OBJECTIVE – The entries below should be output exactly as written.
-------- GIVEN RECORDS --------
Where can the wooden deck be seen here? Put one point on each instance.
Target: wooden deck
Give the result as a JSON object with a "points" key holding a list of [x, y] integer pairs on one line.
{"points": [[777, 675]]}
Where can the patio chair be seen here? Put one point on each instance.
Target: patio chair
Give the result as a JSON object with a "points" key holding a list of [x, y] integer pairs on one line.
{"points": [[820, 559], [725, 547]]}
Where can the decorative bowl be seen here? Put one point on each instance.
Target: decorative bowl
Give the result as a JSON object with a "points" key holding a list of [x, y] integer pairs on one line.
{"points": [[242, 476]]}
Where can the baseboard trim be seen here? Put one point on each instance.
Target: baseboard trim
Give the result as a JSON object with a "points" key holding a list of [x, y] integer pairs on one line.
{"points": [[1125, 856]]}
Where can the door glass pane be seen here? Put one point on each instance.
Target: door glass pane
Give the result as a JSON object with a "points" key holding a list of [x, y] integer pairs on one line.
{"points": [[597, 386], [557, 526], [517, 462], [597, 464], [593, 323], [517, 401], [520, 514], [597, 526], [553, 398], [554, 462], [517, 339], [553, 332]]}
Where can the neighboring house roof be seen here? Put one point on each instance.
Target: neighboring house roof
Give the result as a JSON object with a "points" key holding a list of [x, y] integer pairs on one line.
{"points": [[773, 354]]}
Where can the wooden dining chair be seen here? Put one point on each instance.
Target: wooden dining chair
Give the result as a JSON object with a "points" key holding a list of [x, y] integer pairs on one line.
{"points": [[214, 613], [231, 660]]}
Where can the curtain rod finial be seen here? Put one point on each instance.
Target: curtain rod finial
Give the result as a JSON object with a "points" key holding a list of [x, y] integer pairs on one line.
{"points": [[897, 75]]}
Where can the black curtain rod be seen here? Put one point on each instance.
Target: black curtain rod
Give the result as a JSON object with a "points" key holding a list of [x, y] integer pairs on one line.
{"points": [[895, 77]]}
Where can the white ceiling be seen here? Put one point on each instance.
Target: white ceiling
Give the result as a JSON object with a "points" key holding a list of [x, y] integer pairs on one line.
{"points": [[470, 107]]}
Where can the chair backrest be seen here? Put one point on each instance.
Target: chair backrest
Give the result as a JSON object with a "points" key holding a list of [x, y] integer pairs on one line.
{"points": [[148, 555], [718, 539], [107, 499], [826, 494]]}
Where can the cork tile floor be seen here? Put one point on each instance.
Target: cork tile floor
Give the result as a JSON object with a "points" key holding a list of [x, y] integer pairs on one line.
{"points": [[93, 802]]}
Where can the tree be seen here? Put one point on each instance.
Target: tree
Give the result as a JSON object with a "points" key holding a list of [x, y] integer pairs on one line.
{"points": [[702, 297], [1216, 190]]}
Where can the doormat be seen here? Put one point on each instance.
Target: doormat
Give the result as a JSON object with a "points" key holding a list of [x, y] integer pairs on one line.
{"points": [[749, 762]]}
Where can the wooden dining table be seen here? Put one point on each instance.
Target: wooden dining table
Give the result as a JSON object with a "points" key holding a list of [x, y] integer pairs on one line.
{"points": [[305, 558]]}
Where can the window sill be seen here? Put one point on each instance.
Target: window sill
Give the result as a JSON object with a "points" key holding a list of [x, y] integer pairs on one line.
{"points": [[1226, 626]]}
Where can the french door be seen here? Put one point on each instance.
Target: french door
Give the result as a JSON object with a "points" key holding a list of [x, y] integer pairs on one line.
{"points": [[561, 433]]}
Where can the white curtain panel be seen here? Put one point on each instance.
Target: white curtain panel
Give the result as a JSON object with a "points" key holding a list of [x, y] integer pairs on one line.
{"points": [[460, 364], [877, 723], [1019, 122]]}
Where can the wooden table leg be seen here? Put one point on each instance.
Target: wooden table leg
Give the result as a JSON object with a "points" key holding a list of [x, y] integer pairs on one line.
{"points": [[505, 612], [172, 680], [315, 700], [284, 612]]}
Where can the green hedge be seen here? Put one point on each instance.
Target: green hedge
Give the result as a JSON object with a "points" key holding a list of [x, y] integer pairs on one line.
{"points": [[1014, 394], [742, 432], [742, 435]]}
--------
RESPONSE TO THE TASK –
Where can the wooden deck be seen here? Put one point on each instance.
Target: wooden deck
Give the result as a JSON object with a "points" key holding a list of [x, y] integer pairs on one line.
{"points": [[777, 675]]}
Where can the patio chair be seen here? Put one point on each instance.
Target: patio chair
Give the result as a JSON object with a "points" key holding a list of [x, y] integer pairs on one line.
{"points": [[820, 559], [725, 547]]}
Where can the decorative bowl be seen here? Put one point on each instance.
Target: decorative bowl
Give the result as a JSON object with a "points" key holding a list of [x, y] integer pairs on one line.
{"points": [[242, 476]]}
Where can the baseboard trim be seen here? Put one point on each instance.
Target: baseboard trim
Give the result as a JSON object with a "points" key holding a list of [x, y] integer pairs on one line.
{"points": [[1125, 856]]}
Where can the door glass pane be seen here? Put one point on each instance.
Target: door glass pane
Give the result as a JSON object with a "points" key holding a list of [x, y] integer pairs on one line.
{"points": [[597, 386], [557, 526], [517, 462], [597, 464], [593, 323], [517, 401], [520, 514], [597, 526], [553, 398], [554, 462], [517, 339], [553, 332]]}
Where can the neighboring house roof be seen here? Put one point on each instance.
Target: neighboring house roof
Give the result as a JSON object with a "points" key holding a list of [x, y] integer pairs on one line.
{"points": [[773, 354]]}
Where can the wooden dining chair be seen here? Put one point on each instance.
Target: wooden dining chair
Give the result as a JSON object with a "points" key holding a list of [x, y] integer pairs on one line.
{"points": [[214, 613], [231, 660]]}
Where can the curtain rod finial be seen here? Put one point on each instance.
Target: curtain rod finial
Give the result as a JSON object with a "points" key holding a list of [x, y] integer pairs on one line.
{"points": [[897, 75]]}
Where can the black curtain rod be seen here? Put one point on each instance.
Target: black curtain rod
Give the result as a JSON object with a "points" key holding a list of [x, y] integer pairs on one line.
{"points": [[895, 77]]}
Where can the white ceiling be seen here? Put one point on each instance.
Target: white ceiling
Give the result as a JSON object with a "points" key holding a list of [x, y] integer pairs on one line.
{"points": [[470, 107]]}
Where can the chair backrest be seen here? Put one point on each instance.
Target: chair backrest
Give the result as a JSON object with a "points" key holding a list of [x, y] integer pairs on one line.
{"points": [[148, 555], [718, 539], [107, 499], [826, 494]]}
Where can the cork tile floor be seen here? Put one point on each instance.
Target: cork tile floor
Give the result as a JSON object with a "points" key holding a list of [x, y] integer pairs on one line.
{"points": [[93, 802]]}
Where can the tree be seen here? Put one point on each instance.
Target: tree
Give the result as a JSON object with a "points" key holding a list of [x, y] integer pairs on one line.
{"points": [[702, 297], [1216, 190]]}
Where can the doormat be seen here? Put one point on each instance.
Target: doormat
Give the result as a JSON object with a "points" key holding a list of [x, y] integer pairs on one line.
{"points": [[749, 762]]}
Where can the wooden dining table be seen here? Put one point on each instance.
Target: wooden dining table
Give the result as a JSON object with a "points" key holding a list of [x, y] integer pairs on one line.
{"points": [[305, 558]]}
Where can the window sill be seen here? Put one point on each instance.
Target: window sill
Give the result as a JSON object with a "points" key holding a list of [x, y] integer pairs on one line.
{"points": [[1226, 626]]}
Where can the french door be seen here? Put one point on each instance.
Target: french door
Give the result as a JSON object with a "points" key holding a list of [x, y] integer pairs on one line.
{"points": [[561, 433]]}
Where can the white curtain panel be seen here? Put one point on each instance.
Target: white curtain panel
Give the result as a JSON object with a "points" key holding a list of [x, y] integer pairs on one line.
{"points": [[460, 364], [877, 723], [1019, 122]]}
Where can the wooden table leg be seen here? Put one point on each instance.
Target: wooden table leg
Give the result as a JSON object with a "points" key holding a list of [x, y] integer pairs on one line.
{"points": [[505, 612], [172, 680], [315, 700], [284, 612]]}
Where can the green hedge be seen here? Put one point on each instance.
Target: green hedge
Give the result as a JSON object with a "points" key holding a list of [x, y] integer pairs on one line.
{"points": [[1014, 394], [742, 432], [742, 435]]}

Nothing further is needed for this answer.